- [The problem]: Format the records below as a JSON list of strings, one string per line, with blank lines left out. Cover every record, and leave the pictures out of the answer.

Excerpts from annotation records
__________________________________________________

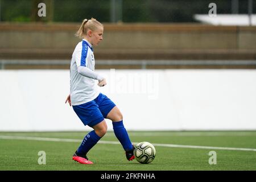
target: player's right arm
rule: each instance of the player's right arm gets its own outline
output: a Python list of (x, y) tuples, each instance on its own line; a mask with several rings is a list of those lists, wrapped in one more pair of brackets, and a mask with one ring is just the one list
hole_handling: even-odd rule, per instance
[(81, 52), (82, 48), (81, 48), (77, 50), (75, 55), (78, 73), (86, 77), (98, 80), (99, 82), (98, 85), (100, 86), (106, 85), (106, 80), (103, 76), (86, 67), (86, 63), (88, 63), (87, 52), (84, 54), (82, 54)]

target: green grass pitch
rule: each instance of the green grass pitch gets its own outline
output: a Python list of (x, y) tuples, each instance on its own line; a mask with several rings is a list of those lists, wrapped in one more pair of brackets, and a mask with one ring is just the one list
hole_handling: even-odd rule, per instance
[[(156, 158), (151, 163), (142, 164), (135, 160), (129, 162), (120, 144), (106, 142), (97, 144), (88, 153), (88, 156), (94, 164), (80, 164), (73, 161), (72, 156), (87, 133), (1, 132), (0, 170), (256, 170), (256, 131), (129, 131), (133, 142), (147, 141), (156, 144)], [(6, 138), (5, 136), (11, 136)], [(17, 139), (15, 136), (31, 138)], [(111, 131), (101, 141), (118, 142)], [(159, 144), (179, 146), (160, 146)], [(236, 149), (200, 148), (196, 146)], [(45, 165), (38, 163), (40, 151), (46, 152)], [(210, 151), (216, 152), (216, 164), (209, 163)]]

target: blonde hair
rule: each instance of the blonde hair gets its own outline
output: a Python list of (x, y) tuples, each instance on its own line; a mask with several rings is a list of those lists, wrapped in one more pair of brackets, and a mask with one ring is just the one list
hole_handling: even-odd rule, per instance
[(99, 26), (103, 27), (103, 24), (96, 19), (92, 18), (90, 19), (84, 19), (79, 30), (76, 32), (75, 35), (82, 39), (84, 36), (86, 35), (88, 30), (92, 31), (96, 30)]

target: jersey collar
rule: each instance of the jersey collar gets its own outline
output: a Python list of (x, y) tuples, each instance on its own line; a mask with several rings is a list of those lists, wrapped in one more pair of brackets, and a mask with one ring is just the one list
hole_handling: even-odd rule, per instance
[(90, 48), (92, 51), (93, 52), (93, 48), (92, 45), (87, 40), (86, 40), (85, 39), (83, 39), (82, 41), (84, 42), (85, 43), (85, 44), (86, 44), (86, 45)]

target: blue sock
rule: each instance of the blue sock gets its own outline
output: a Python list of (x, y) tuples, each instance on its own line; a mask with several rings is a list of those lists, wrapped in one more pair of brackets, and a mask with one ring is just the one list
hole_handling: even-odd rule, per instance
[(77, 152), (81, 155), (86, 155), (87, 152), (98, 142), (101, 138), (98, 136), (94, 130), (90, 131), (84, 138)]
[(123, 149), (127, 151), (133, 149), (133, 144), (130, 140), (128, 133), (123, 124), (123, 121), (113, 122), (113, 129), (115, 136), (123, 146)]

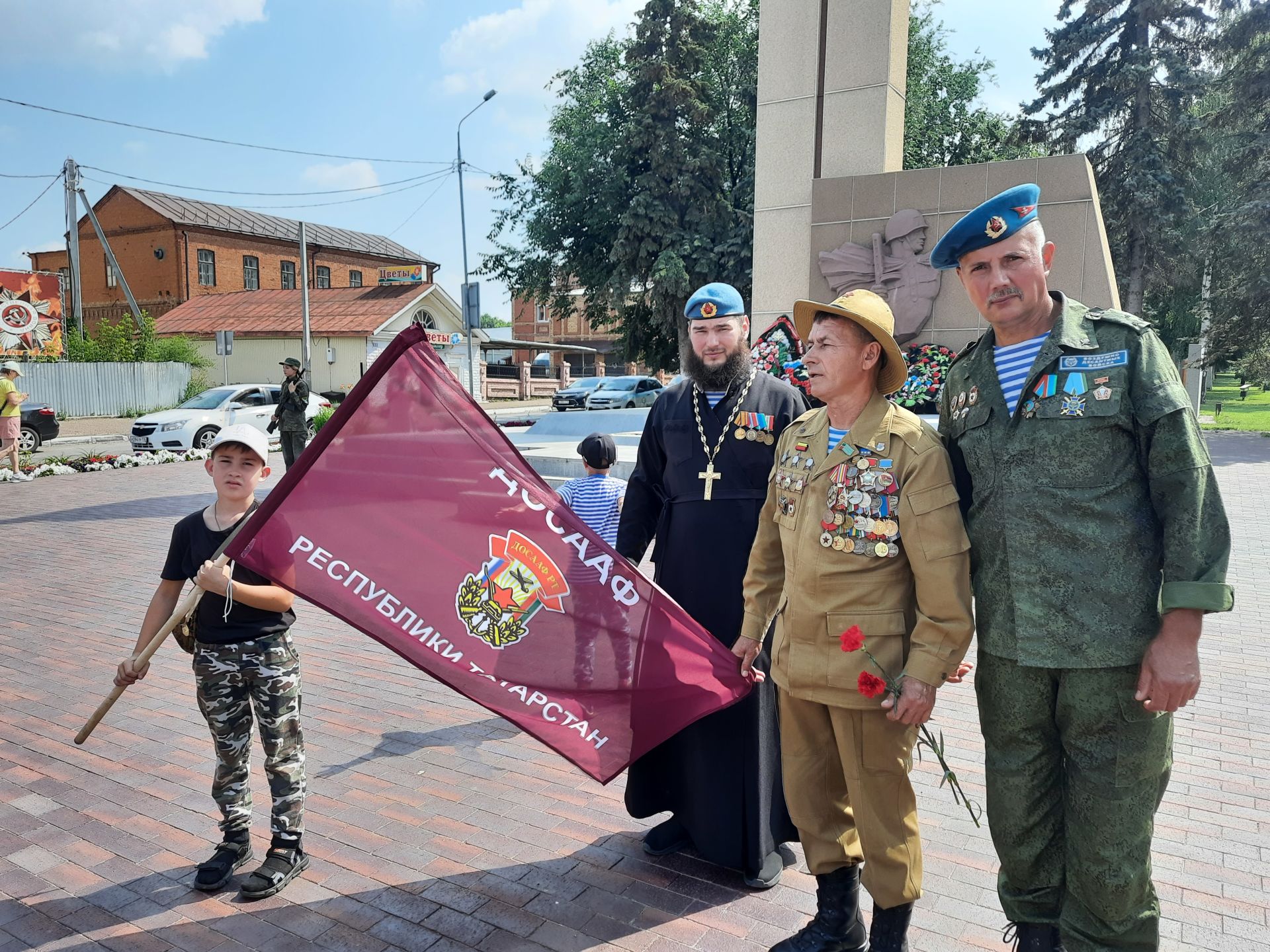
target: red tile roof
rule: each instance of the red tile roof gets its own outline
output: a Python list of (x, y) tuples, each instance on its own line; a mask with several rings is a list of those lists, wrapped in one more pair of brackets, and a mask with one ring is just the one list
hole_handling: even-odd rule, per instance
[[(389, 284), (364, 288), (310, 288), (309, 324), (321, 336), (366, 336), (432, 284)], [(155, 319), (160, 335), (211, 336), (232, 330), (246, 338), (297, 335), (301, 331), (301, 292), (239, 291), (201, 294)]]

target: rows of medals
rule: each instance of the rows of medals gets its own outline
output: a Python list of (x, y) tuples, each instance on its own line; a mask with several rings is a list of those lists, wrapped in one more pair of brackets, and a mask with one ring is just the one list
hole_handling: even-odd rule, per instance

__________________________________________________

- [Complete answer]:
[
  "target: player's right arm",
  "rule: each instance of the player's right arm gets its own outline",
  "output: a Python list of (x, y) tuples, each instance on its own line; a mask with several rings is a list of those lists, wrapped in one more pair of brackets, and a mask with one ring is just the one list",
  "hole_handling: even-odd rule, per instance",
  "[(81, 52), (82, 48), (81, 48), (77, 50), (75, 55), (78, 73), (86, 77), (98, 80), (99, 82), (98, 85), (100, 86), (106, 85), (106, 80), (103, 76), (86, 67), (86, 63), (88, 63), (87, 52), (84, 54), (82, 54)]",
  "target: green grass pitch",
  "rule: each instance of the green grass pitch gets its own outline",
  "output: a Python list of (x, y) tuples, each instance on its own line; a mask with several rings is a list of those lists, wrapped in one more pair of brackets, and a mask with one ring is just the one list",
  "hole_handling: even-odd rule, per instance",
  "[[(156, 158), (151, 163), (142, 164), (135, 160), (129, 162), (120, 144), (106, 142), (97, 144), (88, 153), (88, 156), (94, 164), (80, 164), (73, 161), (72, 156), (87, 133), (1, 132), (0, 170), (256, 170), (256, 131), (129, 131), (133, 142), (147, 141), (156, 144)], [(6, 138), (5, 136), (11, 136)], [(17, 139), (15, 136), (31, 138)], [(111, 131), (101, 141), (118, 142)], [(159, 144), (179, 146), (160, 146)], [(236, 149), (200, 148), (196, 146)], [(45, 165), (38, 163), (40, 151), (46, 152)], [(210, 151), (216, 152), (216, 164), (209, 163)]]",
  "target: blonde hair",
  "rule: each instance of the blonde hair gets its own outline",
  "output: a Python list of (x, y) tuples, each instance on its own line; a mask with several rings is a list of those lists, wrapped in one more pair of brackets, and a mask with one ring is just the one list",
  "hole_handling: even-odd rule, per instance",
  "[(99, 26), (103, 27), (103, 24), (96, 19), (92, 18), (90, 19), (84, 19), (79, 30), (76, 32), (75, 35), (82, 39), (84, 36), (86, 35), (88, 30), (92, 31), (96, 30)]",
  "target: jersey collar",
  "rule: each instance of the jersey collar gets its own outline",
  "output: a Python list of (x, y) tuples, each instance on its own line; a mask with several rings is a list of those lists, wrapped in one more pair of brackets, and a mask with one ring is just the one list",
  "hole_handling: even-odd rule, per instance",
  "[(90, 48), (92, 51), (93, 52), (93, 48), (92, 45), (87, 40), (86, 40), (85, 39), (83, 39), (82, 41), (84, 42), (85, 43), (85, 44), (86, 44), (86, 45)]",
  "target: blue sock",
  "rule: each instance of the blue sock gets its own outline",
  "output: a Python list of (x, y) tuples, each instance on its own line; a mask with several rings is a list of those lists, wrapped in one more pair of brackets, and a mask with one ring is just the one list",
  "hole_handling: even-odd rule, per instance",
  "[(77, 152), (81, 155), (86, 155), (87, 152), (98, 142), (101, 138), (98, 136), (94, 130), (90, 131), (84, 138)]",
  "[(123, 149), (127, 151), (133, 149), (133, 144), (130, 140), (128, 133), (123, 124), (123, 121), (113, 122), (113, 129), (115, 136), (123, 146)]",
  "target: red tile roof",
  "rule: each instance of the red tile roof gets its own outline",
  "output: a Python list of (x, y) tuples, each instance on its own line; a mask with several rings is a list of those lists, wrapped in one more pair of brackets, and a mask with one ring is just the one list",
  "hole_handling: even-odd rule, per instance",
  "[[(389, 284), (364, 288), (310, 288), (309, 324), (321, 336), (366, 336), (432, 284)], [(155, 319), (160, 335), (211, 336), (232, 330), (246, 338), (297, 335), (301, 331), (301, 292), (239, 291), (201, 294)]]",
  "target: rows of medals",
  "rule: each instance of the rows of medals gets its own outline",
  "output: a Python list of (x, y) tuples, each instance on its own line; a mask with several rings is a list of those lists, wrapped in one more pair of brackets, and a mask with one ring is just the one list",
  "hole_handling: even-odd rule, per instance"
]